— Begin Selected text —

From Romeo and Juliet. Ed. Henry Norman Hudson. New York: Ginn and Co., 1916.

VERSIFICATION AND DICTION

The greater part of Romeo and Juliet is in blank verse1, — the unrhymed, iambic five-stress (decasyllabic) verse, or iambic pentameter, introduced into England from Italy by Henry Howard, Earl of Surrey, about 1540, and used by him in a translation of the second and fourth books of Vergil's Aeneid. Nicholas Grimald (Tottel's Miscellany, 1557) employed the measure for the first time in English original poetry, and its roots began to strike deep into British soil and absorb substance. It is peculiarly significant that Sackville and Norton should have used it as the measure of Gorboduc the first English tragedy (performed by "the Gentlemen of the Inner Temple" on January 18, 1561, and first printed in 1565). About the time when Shakespeare arrived in London the infinite possibilities of blank verse as a vehicle for dramatic poetry and passion were being shown by Kyd, and above all by Marlowe. Blank verse as used by Shakespeare is really an epitome of the development of the measure in connection with the English drama. In his earlier plays the blank verse is often similar to that of Gorboduc. The tendency is to adhere to the syllable-counting principle, to make the line the unit, the sentence and phrase coinciding with the line (end-stopped verse), and to use five perfect iambic feet to the line. In plays of the middle period, such as The Merchant of Venice and As You Like It, written between 1596 and 1600, the blank verse is more like that of Kyd and Marlowe, with less monotonous regularity in the structure and an increasing tendency to carry on the sense from one line to another without a syntactical or rhetorical pause at the end of the line (run-on verse, enjambement). Redundant syllables now abound, and the melody is richer and fuller. In Shakespeare's later plays the blank verse breaks away from bondage to formal line limits, and sweeps all along with it in freedom, power, and organic unity.

In the 2111 lines of blank verse in the Second Quarto of Romeo and Juliet are found stress modifications of all kinds. There are 118 feminine (or double, redundant, hypermetrical) endings, 6 light endings, 1 weak ending, and many short lines. Such variations give to the verse flexibility and power, in addition to music and harmony. It is significant that in Romeo and Juliet is only one weak ending. Light endings and weak endings2 are found most abundantly in Shakespeare's very latest plays. For example, in The Tempest are 42 light endings and 25 weak endings.

ALEXANDRINES

While French prosodists apply the term 'Alexandrine' only to a twelve-syllable line with the pause after the sixth syllable, it is generally used in English to designate iambic six-stress verse, or iambic hexameter. This was a favorite Elizabethan measure, and it was common in moral plays and the earlier heroic drama. English literature has no finer examples of this verse than the last line of each stanza of The Faerie Queene. In Romeo and Juliet are only 6 Alexandrines.

— End Selected text —
— Begin Excerpted records —

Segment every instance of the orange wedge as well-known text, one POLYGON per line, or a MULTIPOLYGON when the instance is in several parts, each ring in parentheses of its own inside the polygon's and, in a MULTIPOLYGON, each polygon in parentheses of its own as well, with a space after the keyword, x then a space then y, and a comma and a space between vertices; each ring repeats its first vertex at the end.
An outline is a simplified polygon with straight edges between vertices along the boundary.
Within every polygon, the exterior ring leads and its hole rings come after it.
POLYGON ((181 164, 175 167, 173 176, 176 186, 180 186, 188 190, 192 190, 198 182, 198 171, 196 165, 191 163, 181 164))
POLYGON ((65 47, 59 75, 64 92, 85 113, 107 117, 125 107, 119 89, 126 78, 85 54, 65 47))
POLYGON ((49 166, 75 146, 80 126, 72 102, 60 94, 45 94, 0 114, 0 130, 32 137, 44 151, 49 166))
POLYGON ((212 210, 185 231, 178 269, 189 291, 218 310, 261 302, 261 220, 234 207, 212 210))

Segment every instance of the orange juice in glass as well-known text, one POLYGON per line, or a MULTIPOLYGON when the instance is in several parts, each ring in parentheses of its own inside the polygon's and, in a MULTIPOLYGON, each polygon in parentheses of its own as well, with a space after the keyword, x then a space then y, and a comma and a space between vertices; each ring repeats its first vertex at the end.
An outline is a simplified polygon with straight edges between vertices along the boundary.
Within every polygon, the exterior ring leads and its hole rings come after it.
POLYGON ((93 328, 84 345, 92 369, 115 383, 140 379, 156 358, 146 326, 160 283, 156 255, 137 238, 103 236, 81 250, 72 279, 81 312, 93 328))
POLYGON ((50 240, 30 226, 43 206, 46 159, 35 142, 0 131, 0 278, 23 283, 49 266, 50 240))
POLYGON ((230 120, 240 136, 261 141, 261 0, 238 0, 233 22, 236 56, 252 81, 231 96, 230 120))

— End Excerpted records —

Work instructions:
1 – In the versification notes, how many feminine endings are counted in the blank verse of the Second Quarto of Romeo and Juliet?
2 – Check each statement against the versification notes and answer yes or no, quoting the words that decide it: (a) Henry Howard, Earl of Surrey, introduced blank verse into England about 1540. (b) Gorboduc was first printed in 1561. (c) The Tempest has more weak endings than light endings.

Full solutions:
1 – 118

2 –
(a) Yes: "introduced into England from Italy by Henry Howard, Earl of Surrey, about 1540"
(b) No: "performed by "the Gentlemen of the Inner Temple" on January 18, 1561, and first printed in 1565"
(c) No: "in The Tempest are 42 light endings and 25 weak endings"